» **Aim of the exercise**
Write out all the items below again, changing every "rough mask" to "coarse mask" and leaving everything else as it is.

» **Input for this task**
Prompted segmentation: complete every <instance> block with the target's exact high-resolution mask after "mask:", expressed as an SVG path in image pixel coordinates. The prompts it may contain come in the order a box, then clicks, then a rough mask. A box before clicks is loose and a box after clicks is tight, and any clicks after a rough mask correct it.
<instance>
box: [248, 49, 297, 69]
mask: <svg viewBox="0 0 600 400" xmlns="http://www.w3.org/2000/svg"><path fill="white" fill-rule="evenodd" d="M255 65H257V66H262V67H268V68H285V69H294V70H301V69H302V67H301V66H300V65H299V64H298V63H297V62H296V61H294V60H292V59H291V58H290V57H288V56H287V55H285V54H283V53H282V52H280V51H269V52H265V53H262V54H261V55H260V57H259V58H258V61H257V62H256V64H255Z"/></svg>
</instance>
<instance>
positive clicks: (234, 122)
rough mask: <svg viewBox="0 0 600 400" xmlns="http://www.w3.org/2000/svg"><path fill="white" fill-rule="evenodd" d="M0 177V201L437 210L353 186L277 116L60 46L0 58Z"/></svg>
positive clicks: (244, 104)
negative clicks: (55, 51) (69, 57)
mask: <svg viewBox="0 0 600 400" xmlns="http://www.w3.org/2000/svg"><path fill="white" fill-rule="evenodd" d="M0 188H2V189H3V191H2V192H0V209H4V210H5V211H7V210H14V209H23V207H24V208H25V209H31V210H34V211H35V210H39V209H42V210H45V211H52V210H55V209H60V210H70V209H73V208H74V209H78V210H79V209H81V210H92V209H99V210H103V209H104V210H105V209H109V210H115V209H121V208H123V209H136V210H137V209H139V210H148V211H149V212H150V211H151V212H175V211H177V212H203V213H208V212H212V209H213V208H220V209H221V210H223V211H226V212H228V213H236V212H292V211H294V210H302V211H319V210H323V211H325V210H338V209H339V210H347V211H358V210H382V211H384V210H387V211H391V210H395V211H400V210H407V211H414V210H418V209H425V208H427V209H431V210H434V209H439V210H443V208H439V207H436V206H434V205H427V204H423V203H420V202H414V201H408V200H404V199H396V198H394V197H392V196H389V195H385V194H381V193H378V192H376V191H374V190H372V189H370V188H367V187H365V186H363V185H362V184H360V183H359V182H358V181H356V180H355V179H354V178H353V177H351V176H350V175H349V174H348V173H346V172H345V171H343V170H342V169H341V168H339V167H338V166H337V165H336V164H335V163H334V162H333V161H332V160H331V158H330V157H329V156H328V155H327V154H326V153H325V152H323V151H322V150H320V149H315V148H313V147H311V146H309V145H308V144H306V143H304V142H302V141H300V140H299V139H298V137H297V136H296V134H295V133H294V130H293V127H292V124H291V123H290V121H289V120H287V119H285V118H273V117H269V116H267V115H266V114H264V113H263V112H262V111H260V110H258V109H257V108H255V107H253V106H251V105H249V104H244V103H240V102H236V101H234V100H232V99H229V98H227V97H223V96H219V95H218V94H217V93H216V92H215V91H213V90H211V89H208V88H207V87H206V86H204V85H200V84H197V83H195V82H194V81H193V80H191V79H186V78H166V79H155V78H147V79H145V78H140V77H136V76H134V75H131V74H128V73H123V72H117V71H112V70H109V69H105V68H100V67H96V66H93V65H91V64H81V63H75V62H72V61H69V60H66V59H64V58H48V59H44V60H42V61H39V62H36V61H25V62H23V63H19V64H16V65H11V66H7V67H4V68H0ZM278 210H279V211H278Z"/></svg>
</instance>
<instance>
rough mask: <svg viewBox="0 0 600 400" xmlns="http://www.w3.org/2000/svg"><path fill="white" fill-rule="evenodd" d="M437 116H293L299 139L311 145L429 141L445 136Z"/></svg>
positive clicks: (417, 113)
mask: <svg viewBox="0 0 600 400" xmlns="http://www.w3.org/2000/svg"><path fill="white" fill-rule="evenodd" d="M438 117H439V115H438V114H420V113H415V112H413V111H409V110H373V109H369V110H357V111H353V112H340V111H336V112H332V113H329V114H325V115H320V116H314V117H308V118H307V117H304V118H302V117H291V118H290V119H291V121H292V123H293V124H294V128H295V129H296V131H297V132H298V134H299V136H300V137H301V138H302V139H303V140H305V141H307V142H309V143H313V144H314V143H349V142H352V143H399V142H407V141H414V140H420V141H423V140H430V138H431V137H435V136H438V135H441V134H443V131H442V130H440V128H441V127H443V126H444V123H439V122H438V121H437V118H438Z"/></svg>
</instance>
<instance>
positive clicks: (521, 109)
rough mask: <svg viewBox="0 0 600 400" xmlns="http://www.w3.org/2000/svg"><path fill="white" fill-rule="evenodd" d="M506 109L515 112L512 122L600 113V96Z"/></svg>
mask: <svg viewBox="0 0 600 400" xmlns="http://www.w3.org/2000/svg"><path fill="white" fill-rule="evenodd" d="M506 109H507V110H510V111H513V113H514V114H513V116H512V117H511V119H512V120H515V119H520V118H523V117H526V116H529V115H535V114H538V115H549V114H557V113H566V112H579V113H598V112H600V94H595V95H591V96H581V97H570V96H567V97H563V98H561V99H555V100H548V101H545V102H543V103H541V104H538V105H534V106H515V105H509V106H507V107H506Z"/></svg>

» **Your solution**
Prompted segmentation: complete every <instance> block with the target's exact high-resolution mask after "mask:", expressed as an SVG path in image pixel coordinates. The prompts it may contain come in the order a box, then clicks, then a coarse mask. A box before clicks is loose and a box after clicks is tight, and any clicks after a coarse mask correct it.
<instance>
box: [248, 49, 297, 69]
mask: <svg viewBox="0 0 600 400" xmlns="http://www.w3.org/2000/svg"><path fill="white" fill-rule="evenodd" d="M255 65H257V66H262V67H268V68H285V69H294V70H301V69H302V67H301V66H300V65H299V64H298V63H297V62H296V61H294V60H292V59H291V58H290V57H288V56H287V55H285V54H283V53H282V52H280V51H269V52H265V53H262V54H261V55H260V57H259V58H258V61H257V62H256V64H255Z"/></svg>
</instance>
<instance>
positive clicks: (234, 122)
coarse mask: <svg viewBox="0 0 600 400" xmlns="http://www.w3.org/2000/svg"><path fill="white" fill-rule="evenodd" d="M0 177V201L437 210L353 186L277 116L60 46L0 58Z"/></svg>
positive clicks: (244, 104)
negative clicks: (55, 51) (69, 57)
mask: <svg viewBox="0 0 600 400" xmlns="http://www.w3.org/2000/svg"><path fill="white" fill-rule="evenodd" d="M0 188H2V189H3V191H2V192H0V209H4V210H5V211H7V210H14V209H23V207H24V208H25V209H31V210H34V211H35V210H39V209H42V210H45V211H52V210H55V209H60V210H70V209H73V208H74V209H78V210H79V209H81V210H92V209H99V210H103V209H104V210H105V209H109V210H115V209H121V208H123V209H136V210H137V209H139V210H148V211H149V212H150V211H151V212H175V211H177V212H203V213H208V212H212V209H213V208H220V209H221V210H223V211H226V212H228V213H236V212H292V211H294V210H302V211H319V210H323V211H325V210H338V209H339V210H347V211H358V210H382V211H384V210H387V211H391V210H395V211H400V210H407V211H414V210H418V209H425V208H427V209H431V210H434V209H439V210H443V208H439V207H436V206H434V205H427V204H423V203H420V202H414V201H408V200H404V199H396V198H394V197H392V196H389V195H385V194H381V193H378V192H376V191H374V190H372V189H370V188H367V187H365V186H363V185H362V184H360V183H359V182H358V181H356V180H355V179H354V178H353V177H351V176H350V175H349V174H348V173H346V172H345V171H343V170H342V169H341V168H339V167H338V166H337V165H336V164H335V163H334V162H333V161H332V160H331V158H330V157H329V156H328V155H327V154H326V153H325V152H323V151H322V150H320V149H315V148H313V147H311V146H309V145H308V144H306V143H304V142H302V141H300V140H299V139H298V137H297V136H296V134H295V133H294V130H293V127H292V124H291V123H290V121H289V120H287V119H285V118H273V117H269V116H267V115H266V114H264V113H263V112H262V111H260V110H258V109H257V108H255V107H253V106H251V105H249V104H244V103H240V102H236V101H234V100H232V99H229V98H227V97H223V96H219V95H218V94H217V93H216V92H215V91H213V90H211V89H208V88H207V87H206V86H204V85H200V84H197V83H195V82H194V81H193V80H191V79H186V78H166V79H155V78H147V79H145V78H140V77H136V76H134V75H131V74H128V73H123V72H117V71H112V70H109V69H105V68H100V67H96V66H93V65H91V64H81V63H75V62H72V61H69V60H66V59H64V58H48V59H44V60H42V61H39V62H36V61H25V62H23V63H19V64H16V65H11V66H7V67H4V68H0ZM278 210H279V211H278Z"/></svg>
</instance>
<instance>
coarse mask: <svg viewBox="0 0 600 400" xmlns="http://www.w3.org/2000/svg"><path fill="white" fill-rule="evenodd" d="M437 116H293L299 139L311 145L429 141L445 136Z"/></svg>
positive clicks: (417, 113)
mask: <svg viewBox="0 0 600 400" xmlns="http://www.w3.org/2000/svg"><path fill="white" fill-rule="evenodd" d="M438 117H439V115H438V114H420V113H415V112H413V111H409V110H373V109H369V110H357V111H353V112H340V111H336V112H332V113H329V114H325V115H320V116H314V117H308V118H307V117H304V118H302V117H291V118H290V119H291V121H292V123H293V124H294V128H295V129H296V131H297V132H298V134H299V136H300V137H301V138H302V139H303V140H305V141H307V142H309V143H313V144H314V143H349V142H352V143H399V142H407V141H414V140H420V141H423V140H430V138H431V137H435V136H438V135H441V134H443V131H442V130H440V128H441V127H443V126H444V123H439V122H438V121H437V118H438Z"/></svg>
</instance>
<instance>
positive clicks: (521, 109)
coarse mask: <svg viewBox="0 0 600 400" xmlns="http://www.w3.org/2000/svg"><path fill="white" fill-rule="evenodd" d="M506 109L515 112L512 122L600 113V96Z"/></svg>
mask: <svg viewBox="0 0 600 400" xmlns="http://www.w3.org/2000/svg"><path fill="white" fill-rule="evenodd" d="M506 109H507V110H510V111H513V113H514V114H513V116H512V117H511V119H512V120H515V119H520V118H523V117H526V116H529V115H535V114H538V115H549V114H557V113H566V112H579V113H598V112H600V94H595V95H591V96H581V97H570V96H567V97H563V98H561V99H555V100H548V101H545V102H543V103H541V104H538V105H534V106H515V105H509V106H507V107H506Z"/></svg>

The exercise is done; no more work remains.